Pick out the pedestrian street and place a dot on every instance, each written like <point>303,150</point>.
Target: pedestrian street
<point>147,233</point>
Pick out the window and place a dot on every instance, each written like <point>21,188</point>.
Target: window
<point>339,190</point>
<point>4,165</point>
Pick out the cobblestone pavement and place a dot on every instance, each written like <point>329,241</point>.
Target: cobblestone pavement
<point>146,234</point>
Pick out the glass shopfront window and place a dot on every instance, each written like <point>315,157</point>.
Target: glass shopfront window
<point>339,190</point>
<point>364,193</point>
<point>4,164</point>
==
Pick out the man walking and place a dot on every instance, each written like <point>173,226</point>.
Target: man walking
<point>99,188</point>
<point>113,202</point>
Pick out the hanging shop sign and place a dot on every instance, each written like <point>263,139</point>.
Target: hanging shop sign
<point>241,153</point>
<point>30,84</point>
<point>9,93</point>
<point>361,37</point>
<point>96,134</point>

◆ **Prompt**
Express the items from the line containing "Pick out the glass" up to and including the line containing "<point>4,164</point>" as a two-column CSV headed instruction and response, one row per item with its text and its answer. Enclose each value in quotation marks as a single field, and replace line breaks with spaces.

◆ **Answer to this task**
instruction,response
"Pick out the glass shopfront window and place a dot on every instance, each written like <point>315,157</point>. Target: glass shopfront window","<point>339,190</point> <point>364,193</point> <point>4,164</point>"